• **TASK STATEMENT**
A line belongs in the answer if it contains "fairing"; copy every such line from the entries below.

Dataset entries
● ● ● ●
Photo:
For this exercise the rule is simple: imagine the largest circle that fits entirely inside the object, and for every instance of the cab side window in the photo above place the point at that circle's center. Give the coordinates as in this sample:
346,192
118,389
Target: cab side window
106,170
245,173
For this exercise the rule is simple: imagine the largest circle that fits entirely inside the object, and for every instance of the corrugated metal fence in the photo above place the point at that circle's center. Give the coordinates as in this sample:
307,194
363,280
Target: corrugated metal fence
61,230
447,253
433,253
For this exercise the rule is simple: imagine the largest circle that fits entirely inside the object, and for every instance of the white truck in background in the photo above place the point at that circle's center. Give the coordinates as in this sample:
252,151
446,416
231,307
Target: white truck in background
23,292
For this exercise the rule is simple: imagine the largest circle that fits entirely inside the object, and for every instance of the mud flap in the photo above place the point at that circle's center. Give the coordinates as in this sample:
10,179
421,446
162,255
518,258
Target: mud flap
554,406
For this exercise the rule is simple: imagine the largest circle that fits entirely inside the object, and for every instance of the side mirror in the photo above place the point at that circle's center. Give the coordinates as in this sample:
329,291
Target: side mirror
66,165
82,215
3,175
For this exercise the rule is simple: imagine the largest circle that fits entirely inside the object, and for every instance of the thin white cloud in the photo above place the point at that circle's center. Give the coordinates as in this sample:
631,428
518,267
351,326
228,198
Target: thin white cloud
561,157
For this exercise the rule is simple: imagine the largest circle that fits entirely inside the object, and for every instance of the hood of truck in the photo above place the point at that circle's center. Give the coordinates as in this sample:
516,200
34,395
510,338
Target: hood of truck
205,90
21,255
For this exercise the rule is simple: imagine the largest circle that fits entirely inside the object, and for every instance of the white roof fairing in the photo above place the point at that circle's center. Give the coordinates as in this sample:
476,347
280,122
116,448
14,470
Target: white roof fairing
● ● ● ●
• **ANSWER TO THIS TASK**
For this exercise the rule is simple: imagine the largest circle that fits entirely inside the object, and for every instance of the white roof fairing in the photo above place the point at that circle's center. Give the coordinates as in this sample:
Target: white roof fairing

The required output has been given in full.